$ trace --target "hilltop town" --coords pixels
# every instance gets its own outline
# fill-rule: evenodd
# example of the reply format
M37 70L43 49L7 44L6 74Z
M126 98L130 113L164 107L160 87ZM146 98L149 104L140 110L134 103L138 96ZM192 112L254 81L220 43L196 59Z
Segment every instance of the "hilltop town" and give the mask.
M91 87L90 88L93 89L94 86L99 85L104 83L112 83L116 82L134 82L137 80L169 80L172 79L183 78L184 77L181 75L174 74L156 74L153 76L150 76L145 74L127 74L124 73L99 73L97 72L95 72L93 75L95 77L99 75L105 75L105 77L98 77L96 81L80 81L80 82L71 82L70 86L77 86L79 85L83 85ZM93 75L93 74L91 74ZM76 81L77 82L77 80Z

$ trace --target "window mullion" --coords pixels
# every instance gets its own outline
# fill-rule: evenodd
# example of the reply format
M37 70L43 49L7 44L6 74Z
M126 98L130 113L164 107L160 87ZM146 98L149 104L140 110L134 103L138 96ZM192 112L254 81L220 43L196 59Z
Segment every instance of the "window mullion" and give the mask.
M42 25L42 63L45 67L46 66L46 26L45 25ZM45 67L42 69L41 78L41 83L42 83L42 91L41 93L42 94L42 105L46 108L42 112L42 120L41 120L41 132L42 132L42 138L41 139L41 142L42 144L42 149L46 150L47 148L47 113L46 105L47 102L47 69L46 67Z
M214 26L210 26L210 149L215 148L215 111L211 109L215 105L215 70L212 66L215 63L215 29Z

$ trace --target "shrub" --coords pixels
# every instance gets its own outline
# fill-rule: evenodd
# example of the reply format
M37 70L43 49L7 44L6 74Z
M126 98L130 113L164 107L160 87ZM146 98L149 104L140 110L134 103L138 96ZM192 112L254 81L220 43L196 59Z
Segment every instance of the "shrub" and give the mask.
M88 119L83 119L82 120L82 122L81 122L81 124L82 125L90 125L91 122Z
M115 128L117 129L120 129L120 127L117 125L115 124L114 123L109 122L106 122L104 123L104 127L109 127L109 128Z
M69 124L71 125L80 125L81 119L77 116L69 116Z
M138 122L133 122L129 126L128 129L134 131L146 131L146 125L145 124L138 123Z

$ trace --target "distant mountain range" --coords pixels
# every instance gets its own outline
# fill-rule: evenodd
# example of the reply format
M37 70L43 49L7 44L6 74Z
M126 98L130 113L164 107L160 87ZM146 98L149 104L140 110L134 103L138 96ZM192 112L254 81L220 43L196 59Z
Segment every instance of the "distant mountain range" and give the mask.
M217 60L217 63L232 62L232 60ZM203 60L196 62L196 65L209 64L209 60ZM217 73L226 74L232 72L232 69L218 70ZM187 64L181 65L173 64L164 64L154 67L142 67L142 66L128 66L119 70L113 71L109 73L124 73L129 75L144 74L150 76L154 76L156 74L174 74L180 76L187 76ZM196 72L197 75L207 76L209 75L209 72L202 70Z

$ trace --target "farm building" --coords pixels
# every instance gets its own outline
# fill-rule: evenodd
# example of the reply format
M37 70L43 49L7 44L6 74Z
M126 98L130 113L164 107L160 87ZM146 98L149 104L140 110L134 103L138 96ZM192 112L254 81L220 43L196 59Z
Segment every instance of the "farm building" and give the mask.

○ ○ ○ ○ ○ ○ ○

■ **The request**: Render the records from their first line up to and including the line that contains "M91 87L90 88L93" as a Markdown table with the columns Row and Line, numbering each row and leaving out blank lines.

■ **Final result**:
| Row | Line |
|---|---|
| 1 | $ trace --target "hilltop town" --coords pixels |
| 2 | # every instance gets its own outline |
| 3 | # fill-rule: evenodd |
| 4 | # example of the reply format |
| 5 | M37 70L43 49L7 44L6 74Z |
| 6 | M126 98L130 113L164 107L160 87ZM146 98L149 104L140 110L134 103L138 96ZM192 112L254 81L220 43L196 59Z |
| 7 | Segment every instance of the "hilltop town" and give the mask. |
| 8 | M91 87L90 88L93 89L94 86L99 85L104 83L112 83L116 82L134 82L137 80L169 80L172 79L183 78L184 77L181 75L174 74L156 74L153 76L150 76L145 74L127 74L124 73L99 73L97 72L95 72L93 75L95 77L99 75L105 75L105 77L98 77L96 81L80 81L80 82L71 82L70 86L77 86L79 85L83 85ZM93 75L93 74L91 74ZM76 81L77 82L77 80Z |